## TASK REQUIREMENTS
Repeat verbatim every line of the material, beginning at the line that holds "Practice: put a marker on each instance of the placemat" and ending at its last line.

## INFORMATION GIVEN
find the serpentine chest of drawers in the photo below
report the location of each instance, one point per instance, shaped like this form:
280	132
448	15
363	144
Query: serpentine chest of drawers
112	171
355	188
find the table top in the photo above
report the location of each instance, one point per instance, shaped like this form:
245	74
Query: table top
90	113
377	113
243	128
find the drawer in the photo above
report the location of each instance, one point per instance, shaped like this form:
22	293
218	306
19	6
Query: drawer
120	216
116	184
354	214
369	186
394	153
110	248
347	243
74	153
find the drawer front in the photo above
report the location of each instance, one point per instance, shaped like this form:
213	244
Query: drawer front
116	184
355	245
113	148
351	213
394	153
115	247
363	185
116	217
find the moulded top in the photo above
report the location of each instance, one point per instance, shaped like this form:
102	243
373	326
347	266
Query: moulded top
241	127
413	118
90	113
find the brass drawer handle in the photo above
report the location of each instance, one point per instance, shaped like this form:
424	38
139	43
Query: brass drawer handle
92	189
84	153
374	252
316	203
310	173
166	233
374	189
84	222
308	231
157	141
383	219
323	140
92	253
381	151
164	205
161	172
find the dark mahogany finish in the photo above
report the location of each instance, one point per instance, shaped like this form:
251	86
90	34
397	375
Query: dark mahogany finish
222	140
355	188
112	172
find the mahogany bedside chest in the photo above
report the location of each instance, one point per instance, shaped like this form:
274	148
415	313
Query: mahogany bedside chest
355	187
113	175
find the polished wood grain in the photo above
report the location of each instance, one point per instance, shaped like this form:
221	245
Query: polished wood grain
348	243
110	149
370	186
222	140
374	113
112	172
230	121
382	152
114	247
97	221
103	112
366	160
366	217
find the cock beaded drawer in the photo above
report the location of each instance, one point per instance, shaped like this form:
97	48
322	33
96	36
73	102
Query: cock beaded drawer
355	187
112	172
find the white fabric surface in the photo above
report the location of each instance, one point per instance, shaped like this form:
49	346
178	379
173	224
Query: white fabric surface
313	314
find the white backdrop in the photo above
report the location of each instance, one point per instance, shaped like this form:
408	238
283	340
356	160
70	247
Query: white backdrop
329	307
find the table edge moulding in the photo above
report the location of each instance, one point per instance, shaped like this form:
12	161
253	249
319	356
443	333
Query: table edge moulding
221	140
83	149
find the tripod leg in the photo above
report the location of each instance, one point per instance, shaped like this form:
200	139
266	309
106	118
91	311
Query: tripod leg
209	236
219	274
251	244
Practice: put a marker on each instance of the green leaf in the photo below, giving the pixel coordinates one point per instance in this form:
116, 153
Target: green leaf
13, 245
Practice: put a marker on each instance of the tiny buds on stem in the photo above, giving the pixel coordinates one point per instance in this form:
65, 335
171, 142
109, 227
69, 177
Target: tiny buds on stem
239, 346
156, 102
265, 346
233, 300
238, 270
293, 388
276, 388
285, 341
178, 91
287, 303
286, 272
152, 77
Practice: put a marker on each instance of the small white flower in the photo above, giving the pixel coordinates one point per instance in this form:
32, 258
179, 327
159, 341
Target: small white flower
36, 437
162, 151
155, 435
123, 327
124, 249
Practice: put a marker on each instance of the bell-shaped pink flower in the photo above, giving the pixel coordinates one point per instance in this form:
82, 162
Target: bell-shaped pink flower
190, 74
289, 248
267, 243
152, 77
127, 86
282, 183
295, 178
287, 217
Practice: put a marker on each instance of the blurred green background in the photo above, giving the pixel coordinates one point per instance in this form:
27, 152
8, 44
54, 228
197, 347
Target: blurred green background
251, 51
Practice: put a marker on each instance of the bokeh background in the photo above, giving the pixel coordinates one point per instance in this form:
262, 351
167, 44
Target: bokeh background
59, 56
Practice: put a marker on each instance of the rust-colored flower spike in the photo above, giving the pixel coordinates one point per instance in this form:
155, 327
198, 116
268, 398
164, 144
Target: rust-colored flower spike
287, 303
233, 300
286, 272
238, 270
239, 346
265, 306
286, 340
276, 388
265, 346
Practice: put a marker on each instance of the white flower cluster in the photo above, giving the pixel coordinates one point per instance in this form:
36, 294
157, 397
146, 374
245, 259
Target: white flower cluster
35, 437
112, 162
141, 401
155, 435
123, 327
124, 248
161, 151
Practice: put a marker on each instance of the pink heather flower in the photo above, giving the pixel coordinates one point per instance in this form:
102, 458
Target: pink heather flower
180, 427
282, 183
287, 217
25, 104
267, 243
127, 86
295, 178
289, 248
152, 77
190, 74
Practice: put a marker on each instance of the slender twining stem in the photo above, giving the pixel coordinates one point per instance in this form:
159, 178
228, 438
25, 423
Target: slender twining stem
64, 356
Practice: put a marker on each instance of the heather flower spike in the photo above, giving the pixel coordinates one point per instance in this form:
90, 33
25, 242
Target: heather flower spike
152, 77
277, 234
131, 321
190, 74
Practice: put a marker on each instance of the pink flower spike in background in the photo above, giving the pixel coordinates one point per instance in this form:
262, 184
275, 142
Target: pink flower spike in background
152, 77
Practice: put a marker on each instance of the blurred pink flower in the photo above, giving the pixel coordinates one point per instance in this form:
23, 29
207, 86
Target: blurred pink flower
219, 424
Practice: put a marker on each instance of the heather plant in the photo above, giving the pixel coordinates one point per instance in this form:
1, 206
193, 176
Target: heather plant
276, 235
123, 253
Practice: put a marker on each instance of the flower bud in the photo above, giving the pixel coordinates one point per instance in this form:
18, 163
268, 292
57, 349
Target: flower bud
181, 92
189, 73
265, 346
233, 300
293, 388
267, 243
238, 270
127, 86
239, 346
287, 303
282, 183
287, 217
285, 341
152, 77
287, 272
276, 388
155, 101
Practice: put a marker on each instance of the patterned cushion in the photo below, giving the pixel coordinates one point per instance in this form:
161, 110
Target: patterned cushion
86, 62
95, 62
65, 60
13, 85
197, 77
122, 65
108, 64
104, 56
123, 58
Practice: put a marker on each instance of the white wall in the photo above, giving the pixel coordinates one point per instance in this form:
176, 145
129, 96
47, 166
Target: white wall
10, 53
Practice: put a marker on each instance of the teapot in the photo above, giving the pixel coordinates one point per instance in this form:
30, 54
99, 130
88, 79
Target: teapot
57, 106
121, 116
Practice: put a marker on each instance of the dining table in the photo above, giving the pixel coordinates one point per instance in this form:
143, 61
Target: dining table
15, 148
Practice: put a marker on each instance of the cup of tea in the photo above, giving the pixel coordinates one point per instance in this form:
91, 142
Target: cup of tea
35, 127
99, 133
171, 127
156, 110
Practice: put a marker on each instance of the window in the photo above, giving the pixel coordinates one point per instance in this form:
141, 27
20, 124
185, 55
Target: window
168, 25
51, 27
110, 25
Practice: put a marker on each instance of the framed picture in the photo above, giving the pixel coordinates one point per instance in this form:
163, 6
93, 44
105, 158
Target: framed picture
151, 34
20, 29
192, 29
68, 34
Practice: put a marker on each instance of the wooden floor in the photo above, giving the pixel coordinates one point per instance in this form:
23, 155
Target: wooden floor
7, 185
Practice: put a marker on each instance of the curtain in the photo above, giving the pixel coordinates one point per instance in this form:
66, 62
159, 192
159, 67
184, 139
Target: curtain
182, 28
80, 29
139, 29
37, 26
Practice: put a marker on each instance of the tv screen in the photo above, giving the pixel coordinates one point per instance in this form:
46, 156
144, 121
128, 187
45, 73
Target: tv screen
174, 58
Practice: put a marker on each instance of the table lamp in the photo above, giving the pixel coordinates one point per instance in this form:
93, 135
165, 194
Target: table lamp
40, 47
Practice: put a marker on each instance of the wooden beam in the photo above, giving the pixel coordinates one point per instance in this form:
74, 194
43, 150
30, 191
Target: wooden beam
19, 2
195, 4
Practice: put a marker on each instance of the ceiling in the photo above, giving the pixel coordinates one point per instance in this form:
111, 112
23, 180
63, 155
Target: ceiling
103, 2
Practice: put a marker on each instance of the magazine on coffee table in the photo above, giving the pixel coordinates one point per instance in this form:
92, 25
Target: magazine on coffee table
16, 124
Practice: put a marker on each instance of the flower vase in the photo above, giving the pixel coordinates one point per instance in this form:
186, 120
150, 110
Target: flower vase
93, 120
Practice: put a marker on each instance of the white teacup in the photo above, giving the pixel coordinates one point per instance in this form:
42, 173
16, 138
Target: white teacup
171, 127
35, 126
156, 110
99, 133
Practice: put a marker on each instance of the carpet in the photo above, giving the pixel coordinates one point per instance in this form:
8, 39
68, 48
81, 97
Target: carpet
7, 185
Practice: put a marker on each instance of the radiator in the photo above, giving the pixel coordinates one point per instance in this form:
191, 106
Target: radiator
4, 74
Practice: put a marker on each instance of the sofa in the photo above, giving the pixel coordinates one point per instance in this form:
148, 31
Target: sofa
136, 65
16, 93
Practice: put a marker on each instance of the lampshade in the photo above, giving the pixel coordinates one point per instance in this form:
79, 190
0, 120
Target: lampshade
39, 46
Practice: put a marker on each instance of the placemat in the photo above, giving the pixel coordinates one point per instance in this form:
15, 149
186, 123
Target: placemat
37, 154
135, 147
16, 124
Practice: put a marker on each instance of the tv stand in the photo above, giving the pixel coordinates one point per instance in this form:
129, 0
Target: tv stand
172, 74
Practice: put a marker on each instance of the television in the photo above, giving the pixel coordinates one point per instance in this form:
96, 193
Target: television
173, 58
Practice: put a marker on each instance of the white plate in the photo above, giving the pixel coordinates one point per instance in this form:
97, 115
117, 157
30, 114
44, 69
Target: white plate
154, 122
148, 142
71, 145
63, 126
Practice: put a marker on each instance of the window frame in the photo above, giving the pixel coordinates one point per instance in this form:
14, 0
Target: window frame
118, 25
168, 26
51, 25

## EXERCISE ANSWER
Practice: put a marker on each instance of the placemat in the photo above, giving the pixel coordinates one point per instance in this form:
15, 149
186, 123
Target: placemat
37, 154
135, 147
16, 124
Practice: put a marker on each instance of the tv stand in the photo above, giving the pixel coordinates one point per instance in this form:
129, 0
Target: tv stand
172, 74
Practice: put a marker on each instance of the television in the photo above, giving the pixel coordinates one point per instance in this form:
96, 193
Target: television
173, 58
Practice: put a marker on each instance of the white plate in the photo above, giving the pixel coordinates one point per instance in this form:
97, 115
117, 157
30, 114
44, 69
Target: white plate
154, 122
148, 142
71, 145
63, 126
Practice: put a marker on each instance of the window frame in the photo above, giving the pixel coordinates one point per instance in this form:
14, 0
Target: window frame
118, 25
168, 26
51, 25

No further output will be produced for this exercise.